▶ _SHORT EXERCISE_
Put every line of the items below into a Markdown table with two columns, "Row" for the row number and "Line" for the line, and leave out blank lines.

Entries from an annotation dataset

--

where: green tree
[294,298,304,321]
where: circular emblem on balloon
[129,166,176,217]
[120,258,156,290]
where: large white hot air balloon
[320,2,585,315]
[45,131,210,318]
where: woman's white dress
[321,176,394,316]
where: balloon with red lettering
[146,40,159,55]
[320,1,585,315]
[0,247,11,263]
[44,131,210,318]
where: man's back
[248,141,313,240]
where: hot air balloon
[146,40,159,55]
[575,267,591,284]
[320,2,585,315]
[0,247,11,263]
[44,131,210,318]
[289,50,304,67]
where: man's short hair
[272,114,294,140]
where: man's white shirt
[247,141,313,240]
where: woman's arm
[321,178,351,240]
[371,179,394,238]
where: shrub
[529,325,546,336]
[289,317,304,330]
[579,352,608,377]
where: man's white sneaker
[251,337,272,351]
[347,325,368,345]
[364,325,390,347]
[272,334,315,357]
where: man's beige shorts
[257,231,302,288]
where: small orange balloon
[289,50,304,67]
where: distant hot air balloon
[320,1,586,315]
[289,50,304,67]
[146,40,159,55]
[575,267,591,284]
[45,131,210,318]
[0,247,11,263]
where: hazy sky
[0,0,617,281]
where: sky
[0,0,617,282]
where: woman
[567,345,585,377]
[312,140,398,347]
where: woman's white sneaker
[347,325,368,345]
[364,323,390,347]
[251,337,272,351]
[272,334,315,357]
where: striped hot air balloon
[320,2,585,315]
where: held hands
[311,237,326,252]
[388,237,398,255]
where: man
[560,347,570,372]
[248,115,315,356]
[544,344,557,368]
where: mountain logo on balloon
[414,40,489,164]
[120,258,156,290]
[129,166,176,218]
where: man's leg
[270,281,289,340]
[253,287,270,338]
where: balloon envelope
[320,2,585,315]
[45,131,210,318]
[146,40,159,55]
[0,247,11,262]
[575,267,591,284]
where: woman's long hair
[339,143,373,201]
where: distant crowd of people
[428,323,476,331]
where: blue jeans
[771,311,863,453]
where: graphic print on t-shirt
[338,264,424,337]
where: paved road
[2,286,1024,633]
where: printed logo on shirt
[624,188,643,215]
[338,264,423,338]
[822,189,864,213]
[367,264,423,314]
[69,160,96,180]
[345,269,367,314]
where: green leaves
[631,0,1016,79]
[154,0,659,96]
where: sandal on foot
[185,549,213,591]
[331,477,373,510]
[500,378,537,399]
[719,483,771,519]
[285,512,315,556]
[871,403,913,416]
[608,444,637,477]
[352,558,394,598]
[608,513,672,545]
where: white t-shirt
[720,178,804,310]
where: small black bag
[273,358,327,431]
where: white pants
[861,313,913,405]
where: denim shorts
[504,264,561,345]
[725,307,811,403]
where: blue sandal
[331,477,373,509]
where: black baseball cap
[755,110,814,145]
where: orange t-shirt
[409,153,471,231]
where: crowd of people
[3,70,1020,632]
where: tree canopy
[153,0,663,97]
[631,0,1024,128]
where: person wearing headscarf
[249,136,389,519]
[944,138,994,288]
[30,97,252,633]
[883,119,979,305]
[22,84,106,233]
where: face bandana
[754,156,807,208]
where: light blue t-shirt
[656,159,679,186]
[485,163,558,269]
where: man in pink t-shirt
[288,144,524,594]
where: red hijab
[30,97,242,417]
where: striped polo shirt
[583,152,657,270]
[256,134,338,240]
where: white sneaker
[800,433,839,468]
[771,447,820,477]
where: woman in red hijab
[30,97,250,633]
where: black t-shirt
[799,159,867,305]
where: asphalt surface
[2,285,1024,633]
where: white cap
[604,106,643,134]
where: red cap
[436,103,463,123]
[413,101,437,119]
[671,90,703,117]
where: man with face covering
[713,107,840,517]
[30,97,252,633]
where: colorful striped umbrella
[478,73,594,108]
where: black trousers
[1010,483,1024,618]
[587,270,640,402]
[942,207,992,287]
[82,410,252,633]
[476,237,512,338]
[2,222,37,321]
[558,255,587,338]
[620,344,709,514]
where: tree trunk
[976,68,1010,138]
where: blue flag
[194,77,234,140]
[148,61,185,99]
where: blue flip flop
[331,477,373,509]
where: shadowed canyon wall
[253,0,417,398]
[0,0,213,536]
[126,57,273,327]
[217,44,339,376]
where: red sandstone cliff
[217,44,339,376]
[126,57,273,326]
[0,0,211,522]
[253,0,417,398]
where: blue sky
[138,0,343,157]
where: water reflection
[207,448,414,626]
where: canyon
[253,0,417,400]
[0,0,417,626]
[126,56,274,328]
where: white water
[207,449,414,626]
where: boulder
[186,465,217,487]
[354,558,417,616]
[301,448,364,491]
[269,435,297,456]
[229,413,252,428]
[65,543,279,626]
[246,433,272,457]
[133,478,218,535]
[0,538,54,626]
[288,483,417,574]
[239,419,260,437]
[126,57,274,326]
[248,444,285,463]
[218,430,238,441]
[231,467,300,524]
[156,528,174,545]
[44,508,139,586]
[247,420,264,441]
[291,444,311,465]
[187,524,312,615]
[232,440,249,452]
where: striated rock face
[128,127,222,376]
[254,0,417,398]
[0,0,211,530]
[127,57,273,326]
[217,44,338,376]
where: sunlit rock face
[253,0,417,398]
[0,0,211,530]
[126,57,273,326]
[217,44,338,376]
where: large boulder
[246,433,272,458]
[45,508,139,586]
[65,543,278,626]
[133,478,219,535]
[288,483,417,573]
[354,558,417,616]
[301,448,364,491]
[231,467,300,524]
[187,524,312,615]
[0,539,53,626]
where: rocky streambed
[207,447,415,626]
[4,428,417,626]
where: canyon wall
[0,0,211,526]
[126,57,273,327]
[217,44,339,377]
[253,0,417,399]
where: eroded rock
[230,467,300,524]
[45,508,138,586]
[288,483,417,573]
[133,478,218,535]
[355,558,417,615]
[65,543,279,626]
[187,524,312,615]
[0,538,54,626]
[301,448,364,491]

--

▶ _TASK RESPONSE_
| Row | Line |
|---|---|
| 1 | where: green tree |
| 2 | [294,298,304,321] |
| 3 | where: circular emblem on balloon |
| 4 | [129,166,176,217] |
| 5 | [120,258,156,290] |
| 6 | where: large white hot air balloon |
| 7 | [320,2,585,315] |
| 8 | [45,131,210,318] |
| 9 | where: woman's white dress |
| 10 | [321,176,394,316] |
| 11 | where: balloon with red lettering |
| 12 | [146,40,159,55] |
| 13 | [320,1,585,315] |
| 14 | [0,247,11,263] |
| 15 | [44,131,210,318] |
| 16 | where: man's back |
| 17 | [248,141,313,240] |
| 18 | where: hot air balloon |
| 19 | [146,40,159,55] |
| 20 | [575,267,591,284] |
| 21 | [320,2,585,315] |
| 22 | [0,247,11,263] |
| 23 | [44,131,210,318] |
| 24 | [289,50,304,67] |
| 25 | where: man's short hair |
| 26 | [272,114,294,140] |
| 27 | where: man's white shirt |
| 28 | [247,141,313,240] |
| 29 | where: woman's arm |
| 30 | [321,178,351,240] |
| 31 | [371,179,394,238] |
| 32 | where: shrub |
| 33 | [529,325,546,336] |
| 34 | [289,317,304,330] |
| 35 | [579,352,608,377] |
| 36 | where: man's white sneaker |
| 37 | [251,337,272,351] |
| 38 | [347,325,368,345] |
| 39 | [364,325,390,347] |
| 40 | [272,334,315,357] |
| 41 | where: man's beige shorts |
| 42 | [257,231,302,288] |
| 43 | where: small orange balloon |
| 44 | [289,50,304,67] |
| 45 | where: distant hot air balloon |
| 46 | [320,1,586,315] |
| 47 | [289,50,304,67] |
| 48 | [146,40,159,55] |
| 49 | [575,267,591,284] |
| 50 | [45,131,210,318] |
| 51 | [0,247,11,263] |
| 52 | where: hazy sky |
| 53 | [0,0,617,281] |
| 54 | where: sky |
| 55 | [0,0,617,282] |
| 56 | where: woman |
| 57 | [567,345,585,377] |
| 58 | [312,140,398,347] |
| 59 | where: woman's white sneaker |
| 60 | [347,325,368,345] |
| 61 | [364,323,390,347] |
| 62 | [251,337,272,351] |
| 63 | [272,334,315,357] |
| 64 | where: striped hot air balloon |
| 65 | [320,2,585,315] |
| 66 | where: held hands |
| 67 | [311,237,326,252] |
| 68 | [388,237,398,255] |
| 69 | where: man |
| 70 | [560,347,570,372] |
| 71 | [248,115,315,356] |
| 72 | [544,344,557,368] |
| 73 | where: mountain logo on balloon |
| 74 | [414,40,489,164] |
| 75 | [120,258,156,290] |
| 76 | [129,166,176,218] |
| 77 | where: man's leg |
| 78 | [270,281,289,340] |
| 79 | [253,287,270,338] |
| 80 | where: balloon envelope |
| 81 | [320,2,585,315] |
| 82 | [45,131,210,318] |
| 83 | [146,40,159,55] |
| 84 | [0,247,11,262] |
| 85 | [575,267,591,284] |
| 86 | where: woman's long hair |
| 87 | [339,143,373,201] |
| 88 | where: distant crowd of people |
| 89 | [428,323,476,331] |
| 90 | where: blue jeans |
| 91 | [771,311,863,453] |
| 92 | where: graphic print on t-shirt |
| 93 | [338,264,424,337] |
| 94 | where: paved road |
| 95 | [2,286,1024,633] |
| 96 | where: printed logo on shirt |
| 97 | [624,188,643,215] |
| 98 | [338,264,423,338] |
| 99 | [822,189,864,213] |
| 100 | [367,264,423,314] |
| 101 | [69,160,96,180] |
| 102 | [345,269,367,314] |
| 103 | where: green leaves |
| 104 | [631,0,1016,79] |
| 105 | [154,0,659,96] |
| 106 | where: sandal on foot |
| 107 | [185,549,213,591] |
| 108 | [331,477,373,510] |
| 109 | [500,378,537,399] |
| 110 | [719,483,771,519] |
| 111 | [285,512,315,556] |
| 112 | [871,403,913,416] |
| 113 | [608,444,637,477] |
| 114 | [352,558,394,598] |
| 115 | [608,513,672,545] |
| 116 | where: white t-shirt |
| 117 | [720,178,804,310] |
| 118 | where: small black bag |
| 119 | [273,358,327,431] |
| 120 | where: white pants |
| 121 | [861,313,913,405] |
| 122 | where: denim shorts |
| 123 | [504,264,561,345] |
| 124 | [725,307,811,403] |
| 125 | where: blue sandal |
| 126 | [331,477,373,509] |
| 127 | where: black baseball cap |
| 128 | [755,110,814,145] |
| 129 | where: orange t-shirt |
| 130 | [409,153,471,231] |
| 131 | where: crowd of people |
| 132 | [3,70,1020,632] |
| 133 | where: tree canopy |
| 134 | [153,0,663,97] |
| 135 | [631,0,1024,128] |
| 136 | where: person wearing headscarf |
| 137 | [249,136,389,519] |
| 138 | [944,138,994,288] |
| 139 | [30,97,252,633] |
| 140 | [883,119,979,305] |
| 141 | [22,84,106,233] |
| 142 | where: face bandana |
| 143 | [754,156,807,208] |
| 144 | where: light blue t-shirt |
| 145 | [656,159,679,186] |
| 146 | [485,163,558,269] |
| 147 | where: man in pink t-shirt |
| 148 | [288,144,524,594] |
| 149 | where: red hijab |
| 150 | [30,97,242,417] |
| 151 | where: striped polo shirt |
| 152 | [583,152,657,270] |
| 153 | [256,134,338,240] |
| 154 | where: white sneaker |
| 155 | [800,433,839,468] |
| 156 | [771,447,820,477] |
| 157 | where: woman in red hijab |
| 158 | [30,97,250,633] |
| 159 | where: black t-shirt |
| 160 | [799,159,867,305] |
| 161 | where: asphalt surface |
| 162 | [2,285,1024,633] |
| 163 | where: white cap |
| 164 | [604,106,643,134] |
| 165 | where: red cap |
| 166 | [436,103,463,123] |
| 167 | [413,101,437,119] |
| 168 | [671,90,703,117] |
| 169 | where: man with face covering |
| 170 | [713,107,840,517] |
| 171 | [30,97,252,633] |
| 172 | where: colorful striped umbrella |
| 173 | [478,73,594,108] |
| 174 | where: black trousers |
| 175 | [1010,483,1024,618] |
| 176 | [587,270,640,402] |
| 177 | [942,207,992,287] |
| 178 | [82,410,252,633] |
| 179 | [476,237,512,338] |
| 180 | [2,222,37,321] |
| 181 | [558,255,587,338] |
| 182 | [620,344,709,514] |
| 183 | where: tree trunk |
| 184 | [976,68,1010,138] |
| 185 | where: blue flag |
| 186 | [194,77,234,140] |
| 187 | [148,61,185,99] |
| 188 | where: blue flip flop |
| 189 | [331,477,373,509] |
| 190 | where: shadowed canyon wall |
| 191 | [253,0,417,398] |
| 192 | [0,0,213,536] |
| 193 | [126,57,273,327] |
| 194 | [217,44,339,376] |
| 195 | where: red sandstone cliff |
| 196 | [217,44,339,376] |
| 197 | [126,57,273,326] |
| 198 | [0,0,211,522] |
| 199 | [253,0,417,398] |
| 200 | where: blue sky |
| 201 | [138,0,343,157] |
| 202 | where: water reflection |
| 203 | [207,448,414,626] |
| 204 | where: canyon |
| 205 | [253,0,417,400] |
| 206 | [0,0,417,626] |
| 207 | [126,56,274,328] |
| 208 | where: white water |
| 209 | [207,449,414,626] |
| 210 | where: boulder |
| 211 | [186,465,217,487] |
| 212 | [354,558,417,616] |
| 213 | [301,448,364,491] |
| 214 | [269,435,297,456] |
| 215 | [229,413,252,428] |
| 216 | [65,543,279,626] |
| 217 | [246,433,272,457] |
| 218 | [133,478,218,535] |
| 219 | [0,538,54,626] |
| 220 | [288,483,417,574] |
| 221 | [239,419,260,437] |
| 222 | [126,57,274,326] |
| 223 | [248,444,285,463] |
| 224 | [218,430,238,441] |
| 225 | [231,467,300,524] |
| 226 | [156,528,174,545] |
| 227 | [44,508,139,586] |
| 228 | [247,420,264,441] |
| 229 | [291,444,311,465] |
| 230 | [187,524,312,615] |
| 231 | [232,440,249,452] |
| 232 | where: striated rock face |
| 233 | [128,127,222,376] |
| 234 | [254,0,417,398] |
| 235 | [0,0,211,530] |
| 236 | [127,57,273,326] |
| 237 | [217,44,338,376] |
| 238 | where: sunlit rock face |
| 239 | [253,0,417,398] |
| 240 | [0,0,211,530] |
| 241 | [126,57,273,326] |
| 242 | [217,44,338,376] |
| 243 | where: large boulder |
| 244 | [246,433,272,458] |
| 245 | [45,508,139,586] |
| 246 | [65,543,278,626] |
| 247 | [133,478,219,535] |
| 248 | [288,483,417,573] |
| 249 | [354,558,417,616] |
| 250 | [301,448,364,491] |
| 251 | [231,467,300,524] |
| 252 | [187,524,312,615] |
| 253 | [0,539,53,626] |
| 254 | where: rocky streambed |
| 255 | [207,447,415,626] |
| 256 | [4,428,417,626] |
| 257 | where: canyon wall |
| 258 | [0,0,211,526] |
| 259 | [126,57,273,327] |
| 260 | [217,44,339,377] |
| 261 | [253,0,417,399] |
| 262 | where: eroded rock |
| 263 | [230,467,300,524] |
| 264 | [45,508,138,586] |
| 265 | [288,483,417,573] |
| 266 | [133,478,218,535] |
| 267 | [355,558,417,615] |
| 268 | [65,543,279,626] |
| 269 | [187,524,312,615] |
| 270 | [0,538,54,626] |
| 271 | [301,448,364,491] |